EXERCISE TEXT:
>>>>>

The cornea is the clear part of the eye in front of the iris and pupil. Treatment of a diseased or damaged cornea is typically done through corneal grafting or corneal transplants (replacing damaged tissue with donated tissue). Advances in microscope technology have enabled surgeons to get a better view of the surgical field during surgery, while advances in materials science have enabled them to use sutures finer than a human hair. Each of these advancements has improved the outcomes of corneal surgery. Exciting research is also underway to grow corneal tissue in the laboratory from stem cells.
Artificial corneal transplants are a newly emerging treatment option. Some patients don't respond favorably to donated corneal tissue but have shown great results working with artificial corneas. Mercy Clinic has been involved in the research and clinical trials of artificial corneas.
Another key player in the success of corneal transplants is eye banks. These organizations are located throughout the world to coordinate the distribution of donated corneas to surgeons, as well as providing eyes for research. Advancements in the removal and storage of donated tissue have allowed for improved outcomes. Mercy Clinic works with the Heartland Lions Eye Bank and performs the most cornea transplants in the region.
Cross-linking is a minimally invasive outpatient procedure that combines the use of UVA light and riboflavin eye drops to add stiffness to corneas that have been weakened by disease or refractive surgery. Cross-linking, which has been performed in Europe since 2003, is considered the standard of care around the world for keratoconus and corneal ectasia following refractive surgery.

<<<<<

INSTRUCTIONS FOR THE TASK:
For the text on corneal treatment, say yes or no to whether each statement agrees with it, and quote the deciding words. (a) Cross-linking has been performed in Europe since 2003. (b) Eye banks supply eyes only for research. (c) Cross-linking uses UVB light together with riboflavin eye drops.

RECORDS SUPPLIED:
>>>>>

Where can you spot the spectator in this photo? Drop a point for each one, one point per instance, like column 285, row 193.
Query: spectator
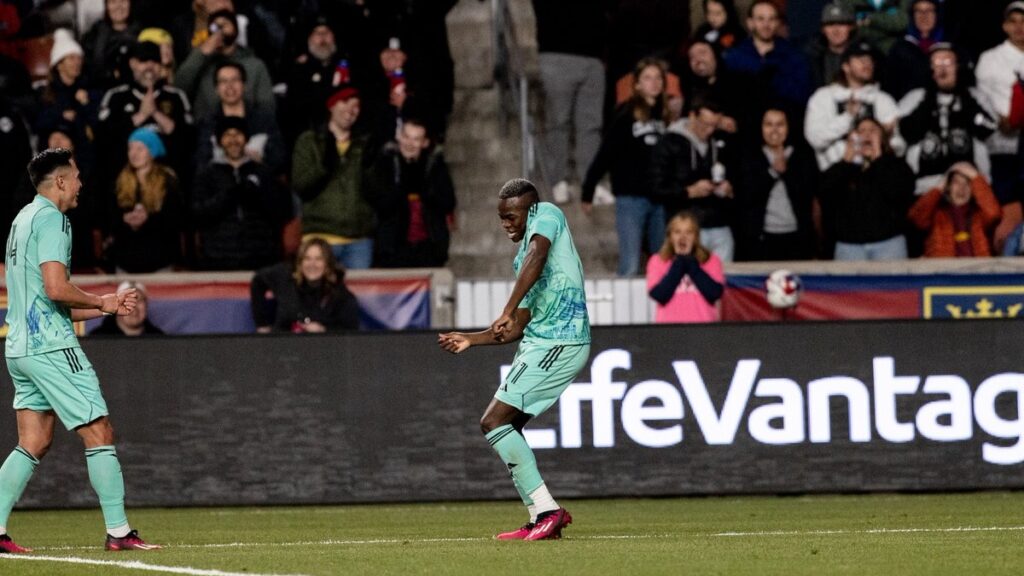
column 880, row 23
column 329, row 168
column 264, row 142
column 195, row 75
column 239, row 206
column 773, row 70
column 163, row 39
column 684, row 277
column 825, row 52
column 997, row 71
column 943, row 123
column 907, row 63
column 834, row 110
column 67, row 100
column 313, row 77
column 688, row 169
column 417, row 198
column 775, row 196
column 108, row 43
column 144, row 101
column 626, row 152
column 958, row 215
column 135, row 324
column 571, row 37
column 308, row 295
column 865, row 197
column 145, row 222
column 721, row 28
column 707, row 79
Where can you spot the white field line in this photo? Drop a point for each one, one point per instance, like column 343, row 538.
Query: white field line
column 128, row 565
column 594, row 537
column 873, row 531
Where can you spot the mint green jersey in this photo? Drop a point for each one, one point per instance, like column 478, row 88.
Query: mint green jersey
column 36, row 324
column 557, row 301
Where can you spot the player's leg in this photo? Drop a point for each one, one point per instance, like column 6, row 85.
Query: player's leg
column 72, row 387
column 35, row 434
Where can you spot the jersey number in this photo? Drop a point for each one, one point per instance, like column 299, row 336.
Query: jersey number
column 12, row 247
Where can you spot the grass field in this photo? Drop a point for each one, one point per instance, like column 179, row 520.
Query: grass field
column 962, row 534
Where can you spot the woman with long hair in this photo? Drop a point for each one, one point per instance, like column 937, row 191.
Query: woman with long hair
column 626, row 154
column 684, row 278
column 144, row 230
column 307, row 295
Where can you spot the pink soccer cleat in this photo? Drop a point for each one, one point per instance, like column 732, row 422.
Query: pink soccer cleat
column 7, row 546
column 129, row 542
column 517, row 534
column 549, row 525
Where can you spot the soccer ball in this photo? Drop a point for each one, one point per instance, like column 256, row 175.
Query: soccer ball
column 782, row 289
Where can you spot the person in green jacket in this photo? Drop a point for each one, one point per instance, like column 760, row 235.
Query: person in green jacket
column 330, row 167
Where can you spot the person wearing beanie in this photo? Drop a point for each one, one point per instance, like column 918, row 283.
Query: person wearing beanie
column 238, row 205
column 264, row 145
column 329, row 173
column 147, row 100
column 143, row 231
column 163, row 39
column 195, row 75
column 107, row 44
column 957, row 215
column 314, row 75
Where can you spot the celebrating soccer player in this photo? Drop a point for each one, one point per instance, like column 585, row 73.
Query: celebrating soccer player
column 52, row 377
column 548, row 310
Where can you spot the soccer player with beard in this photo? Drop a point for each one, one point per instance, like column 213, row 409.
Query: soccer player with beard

<<<<<

TASK OUTPUT:
(a) Yes: "which has been performed in Europe since 2003"
(b) No: "to coordinate the distribution of donated corneas to surgeons, as well as providing eyes for research"
(c) No: "combines the use of UVA light and riboflavin eye drops"